### GIVEN PROBLEM 1
Repeat the lines of the listing below word for word, from the line containing "Find every instance of the purple pointed" through the end of the listing.

-- begin TEXT PASSAGE --

How we learned to break down barriers to machine learning


SOURCE: ARSTECHNICA.COM
MAY 19, 2022

Welcome to the week after Ars Frontiers! This article is the first in a short series of pieces that will recap each of the day's talks for the benefit of those who weren't able to travel to DC for our first conference. We'll be running one of these every few days for the next couple of weeks, and each one will include an embedded video of the talk (along with a transcript).

For today's recap, we're going over our talk with Amazon Web Services tech evangelist Dr. Nashlie Sephus. Our discussion was titled "Breaking Barriers to Machine Learning."

What barriers?

Dr. Sephus came to AWS via a roundabout path, growing up in Mississippi before eventually joining a tech startup called Partpic. Partpic was an artificial intelligence and machine-learning (AI/ML) company with a neat premise: Users could take photographs of tooling and parts, and the Partpic app would algorithmically analyze the pictures, identify the part, and provide information on what the part was and where to buy more of it. Partpic was acquired by Amazon in 2016, and Dr. Sephus took her machine-learning skills to AWS.

When asked, she identified access as the biggest barrier to the greater use of AI/ML—in a lot of ways, it's another wrinkle in the old problem of the digital divide. A core component of being able to utilize most common AI/ML tools is having reliable and fast Internet access, and drawing on experience from her background, Dr. Sephus pointed out that a lack of access to technology in primary schools in poorer areas of the country sets kids on a path away from being able to use the kinds of tools we're talking about.

Furthermore, lack of early access leads to resistance to technology later in life. "You're talking about a concept that a lot of people think is pretty intimidating," she explained. "A lot of people are scared. They feel threatened by the technology."

Un-dividing things

One way of tackling the divide here, in addition to simply increasing access, is changing the way that technologists communicate about complex topics like AI/ML to regular folks. "I understand that, as technologists, a lot of times we just like to build cool stuff, right?" Dr. Sephus said. "We're not thinking about the longer-term impact, but that's why it's so important to have that diversity of thought at the table and those different perspectives."

Dr. Sephus said that AWS has been hiring sociologists and psychologists to join its tech teams to figure out ways to tackle the digital divide by meeting people where they are rather than forcing them to come to the technology.

-- end TEXT PASSAGE --
-- begin ENTRIES SUPPLIED --

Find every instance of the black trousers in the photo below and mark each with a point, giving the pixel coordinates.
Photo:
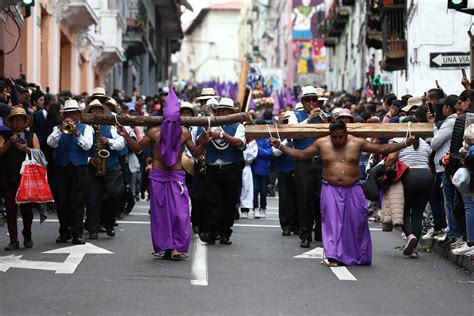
(286, 209)
(417, 185)
(198, 198)
(103, 198)
(70, 196)
(127, 198)
(222, 195)
(308, 181)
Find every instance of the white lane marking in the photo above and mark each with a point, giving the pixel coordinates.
(199, 264)
(316, 253)
(342, 273)
(237, 225)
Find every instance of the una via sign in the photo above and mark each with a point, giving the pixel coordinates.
(442, 60)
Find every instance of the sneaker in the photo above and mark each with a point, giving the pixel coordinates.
(410, 246)
(457, 243)
(414, 254)
(13, 245)
(428, 235)
(461, 251)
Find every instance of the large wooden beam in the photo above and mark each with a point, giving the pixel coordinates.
(102, 119)
(365, 130)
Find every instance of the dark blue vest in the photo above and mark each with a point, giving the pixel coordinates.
(230, 155)
(286, 164)
(112, 160)
(303, 143)
(68, 150)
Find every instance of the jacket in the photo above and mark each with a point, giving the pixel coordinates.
(442, 140)
(457, 138)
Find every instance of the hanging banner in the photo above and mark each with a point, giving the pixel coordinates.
(308, 45)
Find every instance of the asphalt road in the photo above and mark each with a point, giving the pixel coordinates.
(256, 275)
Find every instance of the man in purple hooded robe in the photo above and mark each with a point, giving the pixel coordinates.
(169, 201)
(345, 229)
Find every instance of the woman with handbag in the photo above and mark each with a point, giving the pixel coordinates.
(14, 146)
(416, 183)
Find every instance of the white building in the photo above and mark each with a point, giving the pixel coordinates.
(432, 29)
(210, 48)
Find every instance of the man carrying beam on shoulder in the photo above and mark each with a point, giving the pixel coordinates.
(169, 201)
(345, 230)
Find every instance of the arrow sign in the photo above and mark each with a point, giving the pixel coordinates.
(76, 254)
(445, 60)
(316, 253)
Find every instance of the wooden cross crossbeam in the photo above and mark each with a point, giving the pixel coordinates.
(365, 130)
(103, 119)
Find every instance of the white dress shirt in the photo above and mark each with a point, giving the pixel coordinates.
(84, 141)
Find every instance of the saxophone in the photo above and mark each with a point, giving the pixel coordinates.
(101, 154)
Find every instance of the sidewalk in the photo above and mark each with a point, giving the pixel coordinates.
(465, 262)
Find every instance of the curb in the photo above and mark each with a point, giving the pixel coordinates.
(465, 262)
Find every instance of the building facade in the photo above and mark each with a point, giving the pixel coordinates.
(210, 48)
(78, 44)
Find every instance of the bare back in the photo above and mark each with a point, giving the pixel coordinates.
(155, 134)
(340, 165)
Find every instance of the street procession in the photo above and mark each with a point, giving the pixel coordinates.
(246, 157)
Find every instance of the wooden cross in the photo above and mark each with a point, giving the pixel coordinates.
(365, 130)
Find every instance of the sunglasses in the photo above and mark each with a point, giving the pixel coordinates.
(310, 100)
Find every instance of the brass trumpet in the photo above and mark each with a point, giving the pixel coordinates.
(68, 127)
(324, 117)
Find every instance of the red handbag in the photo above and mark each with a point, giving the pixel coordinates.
(33, 187)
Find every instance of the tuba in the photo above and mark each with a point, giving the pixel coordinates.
(68, 127)
(101, 154)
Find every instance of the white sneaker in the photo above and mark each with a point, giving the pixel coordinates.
(458, 243)
(428, 235)
(464, 249)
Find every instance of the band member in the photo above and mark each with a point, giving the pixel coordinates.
(345, 229)
(308, 172)
(14, 146)
(71, 142)
(105, 175)
(169, 200)
(224, 164)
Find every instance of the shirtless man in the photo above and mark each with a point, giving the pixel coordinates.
(169, 201)
(346, 236)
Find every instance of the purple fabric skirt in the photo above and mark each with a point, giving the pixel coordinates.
(169, 204)
(345, 227)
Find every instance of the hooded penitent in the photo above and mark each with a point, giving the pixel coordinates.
(170, 140)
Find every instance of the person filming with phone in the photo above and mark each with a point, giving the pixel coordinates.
(14, 146)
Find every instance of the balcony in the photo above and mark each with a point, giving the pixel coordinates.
(79, 14)
(135, 38)
(394, 43)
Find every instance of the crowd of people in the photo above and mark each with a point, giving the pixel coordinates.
(97, 172)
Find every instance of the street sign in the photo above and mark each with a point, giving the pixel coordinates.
(446, 60)
(76, 254)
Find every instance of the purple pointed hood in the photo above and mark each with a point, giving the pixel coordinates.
(170, 139)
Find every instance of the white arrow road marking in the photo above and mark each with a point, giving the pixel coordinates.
(199, 264)
(76, 254)
(316, 253)
(342, 273)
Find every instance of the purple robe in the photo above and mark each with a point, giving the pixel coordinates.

-- end ENTRIES SUPPLIED --

### GIVEN PROBLEM 2
In the article on barriers to machine learning, restate the stretch from "For today's recap, we're" through "What barriers?", substituting "developer advocate" for "tech evangelist".

### COMPLETE RESPONSE 1
Find every instance of the purple pointed hood in the photo above and mark each with a point, giving the pixel coordinates.
(170, 139)
Find every instance of the white arrow road marking in the photo above and mark each with a point, giving the pixel coordinates.
(199, 264)
(76, 254)
(316, 253)
(342, 273)
Find every instance of the purple robe in the photo above and mark each with a point, giving the pixel coordinates.

### COMPLETE RESPONSE 2
For today's recap, we're going over our talk with Amazon Web Services developer advocate Dr. Nashlie Sephus. Our discussion was titled "Breaking Barriers to Machine Learning."

What barriers?